___ Okunacak Metin

Özlem Doğan/ Hale Canat

Yaşananları olduğu gibi aktardık

Evlatlarını geri isteyen Diyarbakır Annelerinin, terör örgütü PKK ve sözcüsü HDP’ye karşı başlattıkları destansı direnişi tiyatro oyunu olarak seyirciyle buluşturmaya hazırlandığınız ‘Hasan Gelmedi’den bize biraz bahseder misiniz?

Gerçek acının yeri her zaman bellidir. Belki de bir anne olduğum için oynadım değil de yaşadım diyorum. Bir tiyatro oyunundan ziyade isimleriyle, hikayesiyle gerçek hayatlardan alıntılar, kesitler canlandıracağım. ‘Hasan Gelmedi’de hayali hiçbir konuya değinmedik. Diyarbakır Anneleri’nin yaşadıklarını, anlattıklarını olduğu gibi seyircimize aktarmaya çalışacağız. Anlatılarımızı edebi dil kullanarak yaptık.

Terör örgütü tarafından kandırılan, kaçırılan çocukların yanı sıra her an aynı tehlikeyle karşı karşıya tetikte bekleyen ailelerin ve gençlerin yaşadıklarını bir tiyatro oyununa nasıl yansıttınız?

Güneydoğu’ya gözlerimizi çevirdiğimizde, ülkemizin diğer bölgelerinde yaşayan çocukların ne kadar rahat ve ne kadar özgür olduklarını görüyoruz. Güneydoğu’da akşam ezanına kadar dışarıda oynayan bir tek çocuk bile bulunmaması, genç kızların bir araya toplanıp bir bahçede çay içememesi, kahvaltı edememesi, eve geç gelen erkek çocuklarının babalarının tepkiyle karşılaşması gibi özgürlükleri elinden alınmış küçük çocukların ve gençlerimizin yaşadığı sıkıntıları da oyunumuza aksettirdik.

______
___ Sağlanan Kayıtlar

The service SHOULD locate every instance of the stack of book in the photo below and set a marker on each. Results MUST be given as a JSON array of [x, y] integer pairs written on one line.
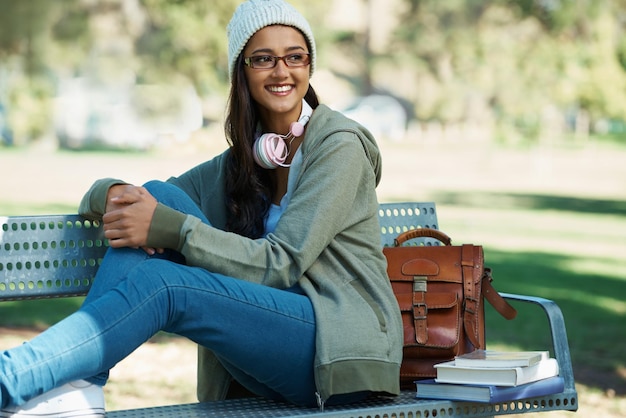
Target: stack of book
[[494, 376]]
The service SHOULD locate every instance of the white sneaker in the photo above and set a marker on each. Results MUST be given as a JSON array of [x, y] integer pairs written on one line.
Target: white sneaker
[[75, 399]]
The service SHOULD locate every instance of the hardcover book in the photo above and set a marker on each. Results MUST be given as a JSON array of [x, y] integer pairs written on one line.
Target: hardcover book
[[490, 358], [430, 389], [448, 372]]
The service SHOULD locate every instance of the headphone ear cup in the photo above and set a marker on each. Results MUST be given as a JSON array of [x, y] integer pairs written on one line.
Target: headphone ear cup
[[296, 129], [270, 151]]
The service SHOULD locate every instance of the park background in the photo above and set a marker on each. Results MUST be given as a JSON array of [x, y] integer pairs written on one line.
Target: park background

______

**Sorular ve Görevler**:
1) Söyleşide "Gerçek acının yeri her zaman bellidir" sözleriyle başlayan paragrafı, ana bilgilerini koruyarak madde listesi hâlinde yeniden yaz.
2) Kayıtlarda "The service SHOULD locate every instance of the park" ifadesini içeren satırdan kayıtların sonuna kadar uzanan satırları, iki uç da dahil olmak üzere kelimesi kelimesine tekrarla.

**Görevlere Göre Yanıtlar**:
1)
- Gerçek acının yeri her zaman bellidir.
- Konuşan kişi, bir anne olduğu için rolünü oynamadığını, yaşadığını söylüyor.
- Bir tiyatro oyunundan çok, isimleri ve hikâyeleriyle gerçek hayatlardan alıntılar ve kesitler canlandırılacak.
- 'Hasan Gelmedi'de hayali hiçbir konuya değinilmedi.
- Diyarbakır Anneleri'nin yaşadıkları ve anlattıkları seyirciye olduğu gibi aktarılmaya çalışılacak.
- Anlatılarda edebi dil kullanıldı.

2)
The service SHOULD locate every instance of the park background in the photo above and set a marker on each. Results MUST be given as a JSON array of [x, y] integer pairs written on one line.
Target: park background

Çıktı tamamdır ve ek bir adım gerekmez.